◆ **EXERCISE OBJECTIVE**: Render the lines from the one containing "out the jacket" through the end of the items, inclusive, as a Markdown table with two columns: Row, holding a running row number, and Line, holding the text of that line. Leave out any blank lines.
* Begin DATASET RECORDS *
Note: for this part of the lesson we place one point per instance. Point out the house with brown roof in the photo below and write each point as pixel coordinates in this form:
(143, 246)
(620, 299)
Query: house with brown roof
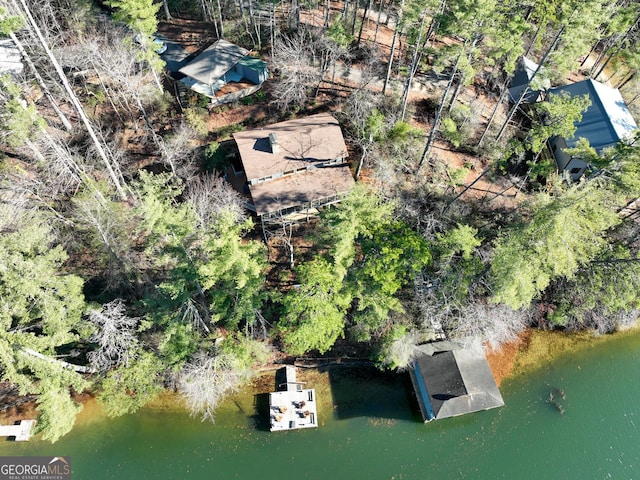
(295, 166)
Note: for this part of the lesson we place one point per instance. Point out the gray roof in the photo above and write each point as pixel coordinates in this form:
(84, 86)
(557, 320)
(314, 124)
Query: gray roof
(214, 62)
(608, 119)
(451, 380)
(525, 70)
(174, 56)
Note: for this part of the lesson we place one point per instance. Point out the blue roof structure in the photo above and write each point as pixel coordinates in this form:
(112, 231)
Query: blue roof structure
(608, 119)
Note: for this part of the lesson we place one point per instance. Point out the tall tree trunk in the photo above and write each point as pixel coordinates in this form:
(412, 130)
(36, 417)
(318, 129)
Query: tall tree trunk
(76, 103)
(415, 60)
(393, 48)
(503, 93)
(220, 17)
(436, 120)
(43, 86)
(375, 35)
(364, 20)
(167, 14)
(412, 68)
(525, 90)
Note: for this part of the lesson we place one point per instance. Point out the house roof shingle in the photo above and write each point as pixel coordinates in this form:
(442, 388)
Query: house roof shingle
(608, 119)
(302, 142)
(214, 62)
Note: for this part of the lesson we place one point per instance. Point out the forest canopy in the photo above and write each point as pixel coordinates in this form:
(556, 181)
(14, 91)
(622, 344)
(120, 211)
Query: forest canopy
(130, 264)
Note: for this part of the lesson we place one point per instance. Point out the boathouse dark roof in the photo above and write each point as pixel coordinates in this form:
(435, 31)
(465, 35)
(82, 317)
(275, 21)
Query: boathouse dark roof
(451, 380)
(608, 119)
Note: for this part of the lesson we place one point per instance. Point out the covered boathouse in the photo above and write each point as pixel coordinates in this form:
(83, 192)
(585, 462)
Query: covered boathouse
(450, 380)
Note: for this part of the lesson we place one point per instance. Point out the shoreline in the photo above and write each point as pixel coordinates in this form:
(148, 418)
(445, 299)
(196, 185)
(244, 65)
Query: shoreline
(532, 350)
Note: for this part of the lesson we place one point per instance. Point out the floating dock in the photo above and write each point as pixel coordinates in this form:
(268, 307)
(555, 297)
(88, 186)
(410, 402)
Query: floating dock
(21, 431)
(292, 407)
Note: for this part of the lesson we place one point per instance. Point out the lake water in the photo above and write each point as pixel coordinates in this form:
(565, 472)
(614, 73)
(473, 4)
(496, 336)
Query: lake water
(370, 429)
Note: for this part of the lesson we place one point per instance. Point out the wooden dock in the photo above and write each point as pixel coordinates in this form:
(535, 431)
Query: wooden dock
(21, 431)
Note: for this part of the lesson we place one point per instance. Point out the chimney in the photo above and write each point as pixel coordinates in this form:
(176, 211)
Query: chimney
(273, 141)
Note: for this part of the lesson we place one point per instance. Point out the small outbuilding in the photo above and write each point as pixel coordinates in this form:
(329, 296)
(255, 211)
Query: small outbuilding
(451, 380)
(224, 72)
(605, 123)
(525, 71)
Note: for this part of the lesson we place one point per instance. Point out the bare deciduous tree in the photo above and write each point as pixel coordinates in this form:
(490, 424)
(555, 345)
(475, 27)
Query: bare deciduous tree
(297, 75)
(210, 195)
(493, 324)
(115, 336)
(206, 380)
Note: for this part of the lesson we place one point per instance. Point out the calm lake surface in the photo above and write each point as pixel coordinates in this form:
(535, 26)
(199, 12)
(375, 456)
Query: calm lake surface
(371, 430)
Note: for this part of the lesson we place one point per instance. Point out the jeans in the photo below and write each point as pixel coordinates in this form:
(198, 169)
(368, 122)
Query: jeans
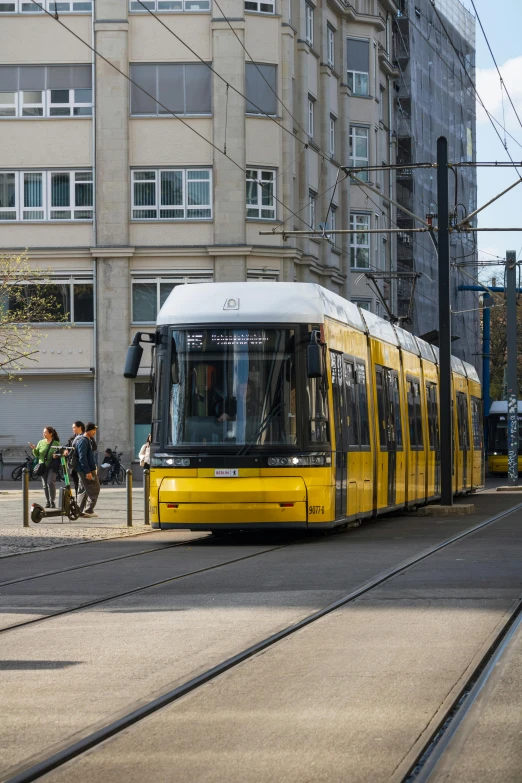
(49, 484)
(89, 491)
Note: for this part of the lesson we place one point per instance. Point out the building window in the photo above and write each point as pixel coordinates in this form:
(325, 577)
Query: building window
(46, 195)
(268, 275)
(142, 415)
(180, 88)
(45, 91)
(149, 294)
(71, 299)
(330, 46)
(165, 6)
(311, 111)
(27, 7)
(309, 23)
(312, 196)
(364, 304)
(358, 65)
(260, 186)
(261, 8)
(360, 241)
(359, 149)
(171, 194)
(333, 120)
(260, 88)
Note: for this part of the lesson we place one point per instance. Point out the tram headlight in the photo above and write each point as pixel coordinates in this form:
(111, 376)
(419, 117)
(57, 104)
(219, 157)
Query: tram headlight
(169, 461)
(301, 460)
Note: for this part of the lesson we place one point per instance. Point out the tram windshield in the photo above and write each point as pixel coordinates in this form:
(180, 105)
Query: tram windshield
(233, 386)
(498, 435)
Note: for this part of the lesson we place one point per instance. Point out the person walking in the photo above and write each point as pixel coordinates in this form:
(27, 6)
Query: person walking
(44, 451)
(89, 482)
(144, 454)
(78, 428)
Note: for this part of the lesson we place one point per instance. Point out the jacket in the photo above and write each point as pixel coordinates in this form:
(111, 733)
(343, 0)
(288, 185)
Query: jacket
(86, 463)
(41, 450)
* End DATASET RECORDS *
◆ **ANSWER BELOW**:
| Row | Line |
|---|---|
| 1 | Note: for this part of the lesson we place one point per instance. Point out the jacket in the photo above and write each point as pixel coordinates in this form: |
| 2 | (111, 733) |
| 3 | (343, 0) |
| 4 | (288, 185) |
| 5 | Query: jacket |
| 6 | (86, 463) |
| 7 | (41, 450) |